╭──
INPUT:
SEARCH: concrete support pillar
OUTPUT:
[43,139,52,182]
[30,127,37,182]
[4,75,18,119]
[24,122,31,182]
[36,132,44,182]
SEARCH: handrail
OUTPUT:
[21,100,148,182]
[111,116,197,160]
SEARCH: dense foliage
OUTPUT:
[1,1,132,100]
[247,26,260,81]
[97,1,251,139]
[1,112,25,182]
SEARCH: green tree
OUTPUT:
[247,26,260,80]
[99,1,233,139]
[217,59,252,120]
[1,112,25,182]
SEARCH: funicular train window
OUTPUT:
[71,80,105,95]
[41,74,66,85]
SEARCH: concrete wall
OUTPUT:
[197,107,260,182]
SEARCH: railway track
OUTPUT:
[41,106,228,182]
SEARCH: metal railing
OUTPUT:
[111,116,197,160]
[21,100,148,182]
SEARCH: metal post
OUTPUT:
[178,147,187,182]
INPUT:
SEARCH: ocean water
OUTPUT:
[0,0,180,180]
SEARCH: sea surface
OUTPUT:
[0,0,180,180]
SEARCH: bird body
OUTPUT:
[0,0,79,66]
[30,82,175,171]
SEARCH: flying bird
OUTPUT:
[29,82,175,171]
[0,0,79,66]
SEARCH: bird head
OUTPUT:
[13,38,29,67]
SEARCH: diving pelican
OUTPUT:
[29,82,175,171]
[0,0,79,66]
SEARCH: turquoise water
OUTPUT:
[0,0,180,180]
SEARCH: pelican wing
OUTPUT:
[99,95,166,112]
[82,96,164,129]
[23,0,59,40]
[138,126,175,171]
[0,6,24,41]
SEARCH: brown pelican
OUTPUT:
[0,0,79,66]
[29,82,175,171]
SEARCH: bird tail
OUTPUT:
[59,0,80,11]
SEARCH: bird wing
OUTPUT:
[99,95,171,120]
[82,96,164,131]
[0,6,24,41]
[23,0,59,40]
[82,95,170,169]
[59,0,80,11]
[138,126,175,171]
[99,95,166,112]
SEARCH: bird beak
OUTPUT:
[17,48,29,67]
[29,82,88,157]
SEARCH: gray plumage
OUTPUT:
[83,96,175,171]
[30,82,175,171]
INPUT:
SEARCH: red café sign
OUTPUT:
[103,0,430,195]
╰──
╭──
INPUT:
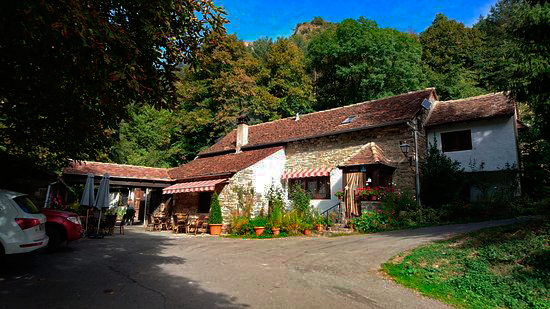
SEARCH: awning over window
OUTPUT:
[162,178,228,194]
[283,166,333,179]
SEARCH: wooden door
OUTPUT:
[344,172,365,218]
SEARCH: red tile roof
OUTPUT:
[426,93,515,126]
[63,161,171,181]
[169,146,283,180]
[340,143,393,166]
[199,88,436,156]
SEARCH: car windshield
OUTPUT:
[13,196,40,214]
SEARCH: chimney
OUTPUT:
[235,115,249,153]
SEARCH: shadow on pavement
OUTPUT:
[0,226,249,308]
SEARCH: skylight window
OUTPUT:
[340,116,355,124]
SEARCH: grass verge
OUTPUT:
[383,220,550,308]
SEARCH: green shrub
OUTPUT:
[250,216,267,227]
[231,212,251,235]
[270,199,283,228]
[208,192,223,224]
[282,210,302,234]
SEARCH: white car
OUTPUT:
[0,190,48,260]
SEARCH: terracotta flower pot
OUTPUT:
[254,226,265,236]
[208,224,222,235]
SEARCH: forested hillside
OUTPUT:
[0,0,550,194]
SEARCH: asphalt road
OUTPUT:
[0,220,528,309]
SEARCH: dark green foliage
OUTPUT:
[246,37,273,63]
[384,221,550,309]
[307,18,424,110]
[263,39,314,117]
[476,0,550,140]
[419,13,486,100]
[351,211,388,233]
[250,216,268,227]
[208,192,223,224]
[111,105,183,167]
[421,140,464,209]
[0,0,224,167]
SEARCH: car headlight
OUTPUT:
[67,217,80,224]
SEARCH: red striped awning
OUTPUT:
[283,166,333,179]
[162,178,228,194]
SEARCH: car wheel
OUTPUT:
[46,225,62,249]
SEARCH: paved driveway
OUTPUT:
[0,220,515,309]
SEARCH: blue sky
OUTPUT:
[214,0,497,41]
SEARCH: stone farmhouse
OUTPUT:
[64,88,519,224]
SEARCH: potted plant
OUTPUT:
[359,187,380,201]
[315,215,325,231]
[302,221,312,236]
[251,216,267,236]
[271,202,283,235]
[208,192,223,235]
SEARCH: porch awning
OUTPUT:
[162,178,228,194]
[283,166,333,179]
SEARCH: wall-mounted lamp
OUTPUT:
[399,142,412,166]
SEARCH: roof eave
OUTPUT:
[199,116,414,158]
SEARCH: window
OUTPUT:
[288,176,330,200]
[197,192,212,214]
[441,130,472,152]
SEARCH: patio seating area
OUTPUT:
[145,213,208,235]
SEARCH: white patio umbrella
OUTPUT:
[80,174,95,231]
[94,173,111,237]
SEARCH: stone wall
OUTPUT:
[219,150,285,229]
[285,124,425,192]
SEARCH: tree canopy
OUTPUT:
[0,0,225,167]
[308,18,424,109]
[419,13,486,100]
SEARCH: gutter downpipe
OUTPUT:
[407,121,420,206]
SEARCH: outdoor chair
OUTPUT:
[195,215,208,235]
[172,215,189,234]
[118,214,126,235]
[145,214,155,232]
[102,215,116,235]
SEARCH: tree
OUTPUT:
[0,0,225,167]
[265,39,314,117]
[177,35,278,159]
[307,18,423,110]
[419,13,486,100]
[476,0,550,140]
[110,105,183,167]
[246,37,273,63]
╰──
Arrange the lines running from the one containing "SEARCH: shadow on pavement" through the one containing "[208,192,223,235]" as a Markdown table with the columns Row and Line. Number each line in Row, put its text in Line, and leave out any blank lines.

| Row | Line |
|---|---|
| 1 | SEARCH: shadow on pavement |
| 2 | OUTPUT: |
| 3 | [0,226,249,308] |
| 4 | SEARCH: skylight window |
| 5 | OUTPUT: |
| 6 | [340,116,355,124] |
| 7 | SEARCH: grass verge |
| 8 | OUTPUT: |
| 9 | [383,220,550,308] |
| 10 | SEARCH: green shrub |
| 11 | OUTPUT: |
| 12 | [250,216,267,227] |
| 13 | [231,212,251,235] |
| 14 | [270,199,283,228] |
| 15 | [208,192,223,224] |
| 16 | [282,210,302,234] |
| 17 | SEARCH: white car |
| 18 | OUTPUT: |
| 19 | [0,190,48,260] |
| 20 | SEARCH: terracotta flower pot |
| 21 | OUTPUT: |
| 22 | [254,226,265,236] |
| 23 | [208,224,222,235] |
| 24 | SEARCH: forested hillside |
| 25 | OUTPUT: |
| 26 | [0,0,550,194] |
| 27 | SEARCH: asphalt road |
| 28 | OUTPUT: |
| 29 | [0,220,528,309] |
| 30 | SEARCH: dark green foliage |
| 31 | OUTPUT: |
| 32 | [246,37,273,63] |
| 33 | [384,221,550,309] |
| 34 | [307,18,424,110] |
| 35 | [263,39,314,117] |
| 36 | [476,0,550,140] |
| 37 | [419,13,486,100] |
| 38 | [351,211,388,233] |
| 39 | [250,216,268,227] |
| 40 | [208,192,223,224] |
| 41 | [111,105,183,167] |
| 42 | [421,140,464,209] |
| 43 | [0,0,224,167] |
| 44 | SEARCH: car headlight |
| 45 | OUTPUT: |
| 46 | [67,217,80,224] |
| 47 | SEARCH: red striped awning |
| 48 | OUTPUT: |
| 49 | [283,166,333,179] |
| 50 | [162,178,228,194] |
| 51 | SEARCH: car wheel |
| 52 | OUTPUT: |
| 53 | [46,225,62,249] |
| 54 | SEARCH: paved driveway |
| 55 | OUTPUT: |
| 56 | [0,220,515,309] |
| 57 | SEARCH: blue sky |
| 58 | OUTPUT: |
| 59 | [214,0,497,41] |
| 60 | SEARCH: stone farmhouse |
| 61 | OUTPUT: |
| 62 | [64,88,519,224] |
| 63 | SEARCH: potted plant |
| 64 | OUTPUT: |
| 65 | [359,187,380,201] |
| 66 | [315,215,325,231] |
| 67 | [302,221,312,236] |
| 68 | [251,216,267,236] |
| 69 | [271,202,283,235] |
| 70 | [208,192,223,235] |